- Document text
▼▼▼
The Sunni uprising in eastern Syria that is now merging with Iraq’s incipient civil war is becoming a Salafi-led insurgency, which is encompassing both countries under the banners of the Islamic State of Iraq and the Levant (ISIS). What Abu-Bakr al-Baghdadi, or Caliph Ibrahim, now calls the “Islamic State” had originated in the defunct Islamic State in Iraq (ISI) and the Mujahideen Shura Council. The quickly unfolding engagements demonstrate an unappreciated operational capacity on the part of ISIS and the evidence of Sunni populations failing to actively resist the group. These events are fundamentally changing the character of the Syrian Civil War and are engaging Iraq in a more overtly sectarian conflict.

Attempts by outside observers to view the war in Syria and the internecine violence in Iraq through separate lenses have proven as ill-conceived as efforts to view the conflicts in Afghanistan and Pakistan as compromising anything other than one theater. Iraq has been a serious player in the Syrian Civil War for nearly two years, with the Maliki government supporting an Iranian air bridge supplying weapons to the Assad regime, while Iraq surreptitiously emboldens Iraqi Shia Muslims to travel to Syria and fight for Bashar al-Assad. The success of ISIS across western Iraq means there are fewer Iraqi Shia militias in Syria that are able to support the Assad government in its fight against the Sunni rebellion. Significant numbers of those Iraqi Shia fighters are leaving Syria to go home and defend the Shia heartland in Iraq’s south. This will complicate Iranian efforts to crush the Syrian revolt, as Tehran must now also provide arms and advice to Assad and Nouri al-Maliki.

A tactical consequence of these events is a window of perhaps two or three months, where the number of Iraqi Shia militias available to fight for Assad in Syria will further decrease. However, Hezbollah’s ability to fill the gap with Lebanese Shia fighters is still problematic. Even if Hezbollah attempts to mobilize Lebanon’s AMAL movement to buttress the Lebanese Shia expeditionary forces in Syria, this would still take time. AMAL have always been the lesser of Lebanon’s Shia militias, so whatever contribution they make is unlikely to reach Hezbollah standards. At the end of the day, and despite protests to the contrary, Hezbollah is now overextended in Syria. The question for Sunni militias in Syria is how they might exploit this opportunity. Yet the infighting and exhaustion among Salafi factions in Syria over the last year may make Sunni exploitation of this opportunity difficult.
▲▲▲
- Problem requirements
Decide whether each statement agrees with the article on ISIS in Syria and Iraq, answering yes or no and quoting the words of the article that settle it. 1. Iraq has taken a serious part in the Syrian Civil War for nearly two years. 2. AMAL has been the stronger of Lebanon's Shia militias. 3. The window in which fewer Iraqi Shia militias can fight for Assad may last about a year. The records have no connection to the article on ISIS in Syria and Iraq.

[Stored items]
▼▼▼
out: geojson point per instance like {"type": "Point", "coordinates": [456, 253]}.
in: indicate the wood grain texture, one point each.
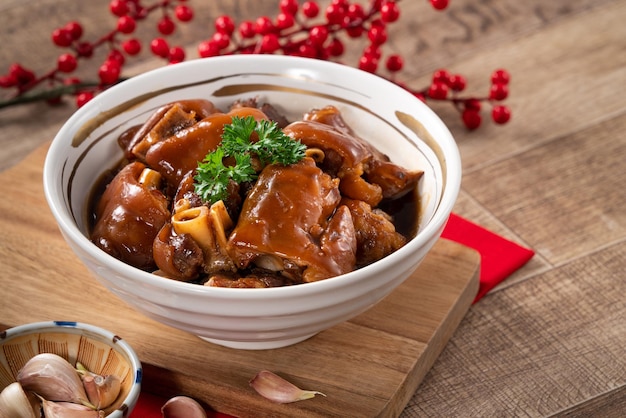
{"type": "Point", "coordinates": [369, 366]}
{"type": "Point", "coordinates": [547, 341]}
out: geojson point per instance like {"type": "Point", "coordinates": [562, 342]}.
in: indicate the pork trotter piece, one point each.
{"type": "Point", "coordinates": [291, 222]}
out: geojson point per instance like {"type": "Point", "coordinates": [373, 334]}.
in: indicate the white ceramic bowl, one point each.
{"type": "Point", "coordinates": [99, 350]}
{"type": "Point", "coordinates": [392, 119]}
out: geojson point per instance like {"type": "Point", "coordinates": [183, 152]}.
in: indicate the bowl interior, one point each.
{"type": "Point", "coordinates": [383, 114]}
{"type": "Point", "coordinates": [98, 350]}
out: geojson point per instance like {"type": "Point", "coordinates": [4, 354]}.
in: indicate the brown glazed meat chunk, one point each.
{"type": "Point", "coordinates": [129, 216]}
{"type": "Point", "coordinates": [291, 221]}
{"type": "Point", "coordinates": [376, 234]}
{"type": "Point", "coordinates": [393, 180]}
{"type": "Point", "coordinates": [177, 155]}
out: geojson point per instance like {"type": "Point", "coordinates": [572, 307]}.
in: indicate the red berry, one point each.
▲▲▲
- Answer to the task
1. Yes: "Iraq has been a serious player in the Syrian Civil War for nearly two years"
2. No: "AMAL have always been the lesser of Lebanon’s Shia militias"
3. No: "a window of perhaps two or three months"